## Passage to read:

The U.S Supreme Court has declined to take up cases involving online attacks by students on school officials and their peers, passing on a set of cases where schools wanted to censor students who made their attacks off-campus.
However, lawyers on both sides were disappointed. Instead of any resolute decision being made, next year the high court will again be asked to wade into the issue, writes the Associated Press.
Francisco Negron, general counsel of the National School Boards Association, said:
“We’ve missed an opportunity to really clarify for school districts what their responsibility and authority is.
“This is one of those cases where the law is simply lagging behind the times.”
Witold Walczak, legal director of the American Civil Liberties Union of Pennsylvania, believes that the Supreme Court should examine the question “sooner rather than later.”
“When kids go to school, the parents give up control. But once the kids leave the school, the parents again are the primary custodians, and have decision-making authority over those kids.”
The 1969 Supreme Court precedent holds that student expression may not be suppressed unless school officials reasonably conclude that it would “materially and substantially disrupt the work and discipline of the school,” writes David Kravets at Wired.

## Given task:
Write out the Supreme Court article word for word, beginning at the words "However, lawyers on" and stopping after "the Associated Press.". The lines after the article are separate material, not part of it.

## Dataset:
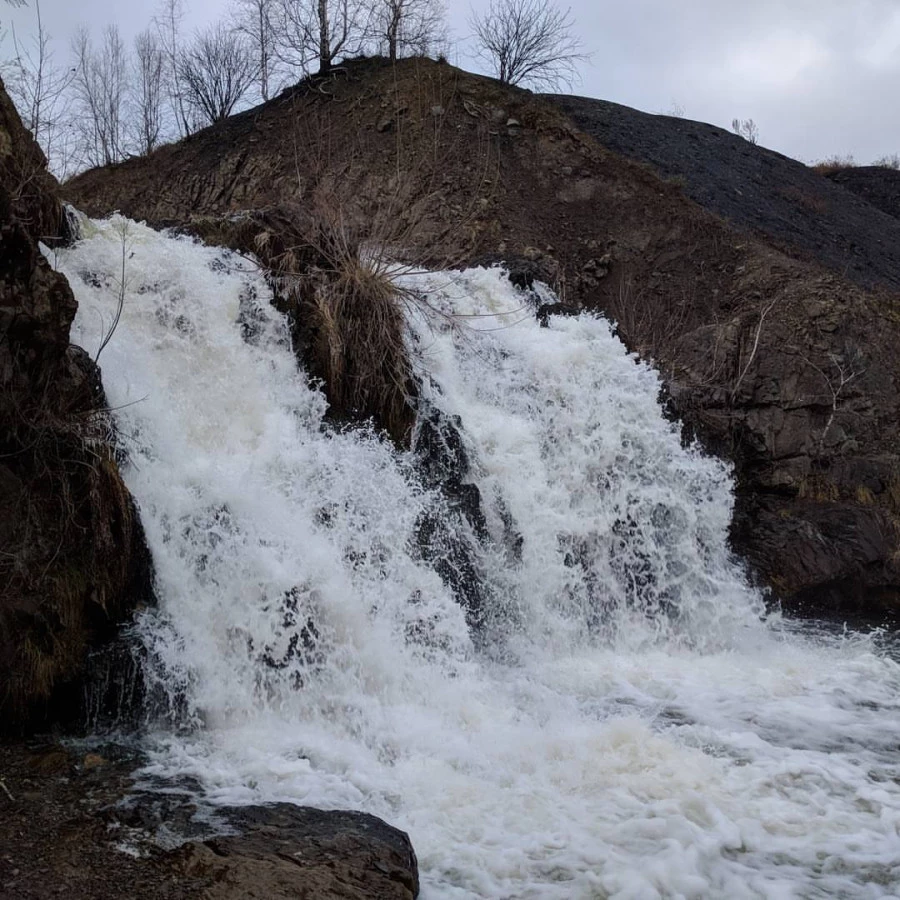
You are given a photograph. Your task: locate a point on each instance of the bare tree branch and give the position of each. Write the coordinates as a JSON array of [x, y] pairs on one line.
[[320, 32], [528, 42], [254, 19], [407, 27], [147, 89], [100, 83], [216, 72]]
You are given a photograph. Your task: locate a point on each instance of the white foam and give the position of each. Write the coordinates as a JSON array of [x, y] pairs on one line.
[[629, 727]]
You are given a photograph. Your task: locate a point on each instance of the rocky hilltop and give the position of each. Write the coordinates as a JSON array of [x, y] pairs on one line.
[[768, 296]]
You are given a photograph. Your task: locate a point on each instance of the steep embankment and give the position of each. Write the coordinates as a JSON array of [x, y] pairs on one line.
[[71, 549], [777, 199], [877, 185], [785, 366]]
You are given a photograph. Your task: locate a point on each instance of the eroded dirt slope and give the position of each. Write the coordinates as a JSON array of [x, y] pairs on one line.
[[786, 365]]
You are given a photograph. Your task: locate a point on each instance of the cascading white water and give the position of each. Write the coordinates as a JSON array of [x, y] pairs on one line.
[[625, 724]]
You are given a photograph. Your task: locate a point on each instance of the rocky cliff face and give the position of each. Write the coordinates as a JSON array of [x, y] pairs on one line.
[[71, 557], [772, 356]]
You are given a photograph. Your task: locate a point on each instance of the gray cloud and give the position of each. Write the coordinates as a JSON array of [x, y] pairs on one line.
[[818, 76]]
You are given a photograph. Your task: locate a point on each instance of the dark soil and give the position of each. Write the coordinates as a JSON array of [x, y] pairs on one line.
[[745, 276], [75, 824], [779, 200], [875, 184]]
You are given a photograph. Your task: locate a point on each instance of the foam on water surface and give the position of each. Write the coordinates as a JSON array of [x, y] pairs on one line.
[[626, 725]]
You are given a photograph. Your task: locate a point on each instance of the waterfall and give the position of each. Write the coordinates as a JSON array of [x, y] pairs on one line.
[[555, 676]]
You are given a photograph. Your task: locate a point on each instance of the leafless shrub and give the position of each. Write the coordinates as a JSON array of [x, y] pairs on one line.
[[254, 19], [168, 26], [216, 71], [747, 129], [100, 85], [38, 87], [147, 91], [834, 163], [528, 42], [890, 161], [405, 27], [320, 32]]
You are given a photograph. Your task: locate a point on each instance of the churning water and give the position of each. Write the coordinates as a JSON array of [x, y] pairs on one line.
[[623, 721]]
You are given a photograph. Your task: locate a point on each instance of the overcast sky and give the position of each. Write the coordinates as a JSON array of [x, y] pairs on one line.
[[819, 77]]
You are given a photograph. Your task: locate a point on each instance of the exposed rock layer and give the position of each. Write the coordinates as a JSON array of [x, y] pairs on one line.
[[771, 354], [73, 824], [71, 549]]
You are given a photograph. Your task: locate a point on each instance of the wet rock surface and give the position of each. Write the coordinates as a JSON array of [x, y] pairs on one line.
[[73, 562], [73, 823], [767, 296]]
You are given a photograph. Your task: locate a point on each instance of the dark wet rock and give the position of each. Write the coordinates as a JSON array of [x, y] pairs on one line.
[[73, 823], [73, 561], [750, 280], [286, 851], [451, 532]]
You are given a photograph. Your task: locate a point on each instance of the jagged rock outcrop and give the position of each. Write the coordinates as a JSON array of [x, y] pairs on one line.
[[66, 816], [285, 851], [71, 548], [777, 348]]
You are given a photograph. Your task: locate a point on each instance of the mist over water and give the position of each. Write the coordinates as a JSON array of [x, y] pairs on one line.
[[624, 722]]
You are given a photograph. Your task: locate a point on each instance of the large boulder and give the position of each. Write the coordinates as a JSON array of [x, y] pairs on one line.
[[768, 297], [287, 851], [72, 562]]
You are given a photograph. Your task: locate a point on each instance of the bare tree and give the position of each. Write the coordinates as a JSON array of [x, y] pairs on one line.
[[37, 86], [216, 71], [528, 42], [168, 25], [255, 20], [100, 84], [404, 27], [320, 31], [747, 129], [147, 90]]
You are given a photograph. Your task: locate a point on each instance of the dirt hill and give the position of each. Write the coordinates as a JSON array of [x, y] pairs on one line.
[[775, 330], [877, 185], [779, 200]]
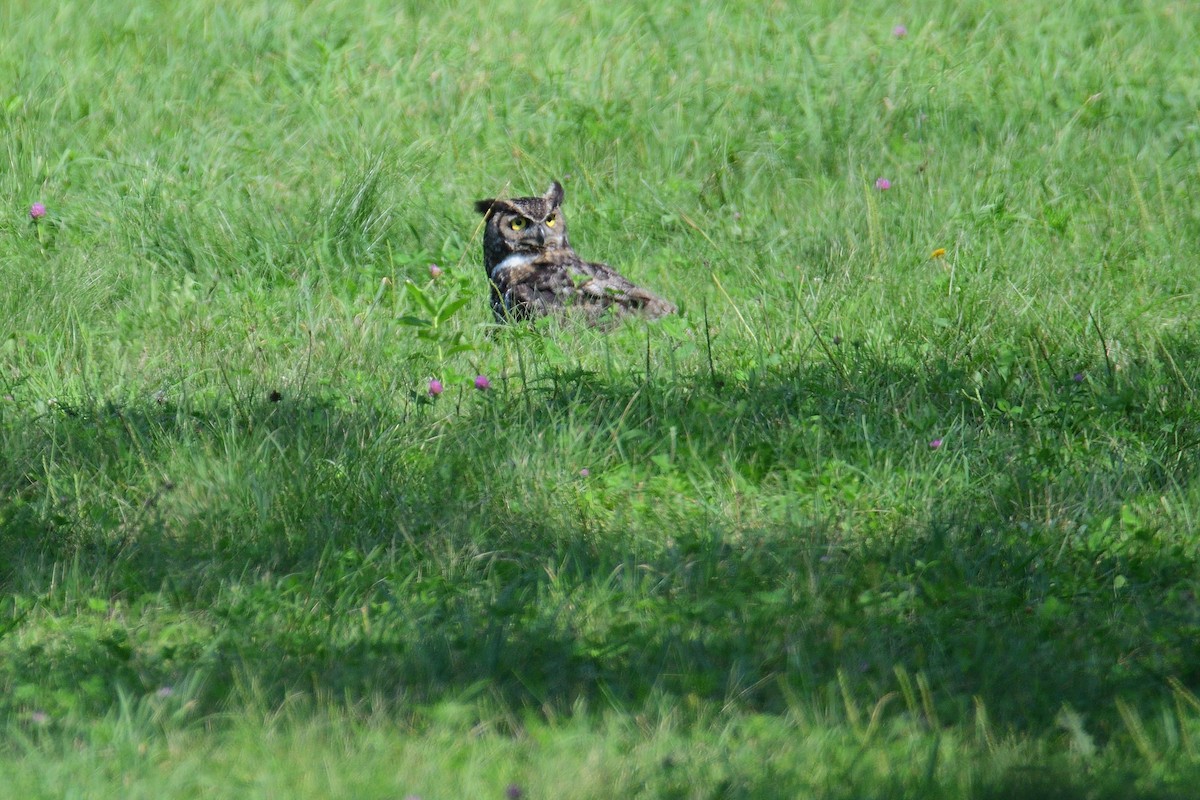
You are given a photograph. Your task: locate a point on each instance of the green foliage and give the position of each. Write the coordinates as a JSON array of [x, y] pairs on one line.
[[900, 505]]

## Full answer:
However, lawyers on both sides were disappointed. Instead of any resolute decision being made, next year the high court will again be asked to wade into the issue, writes the Associated Press.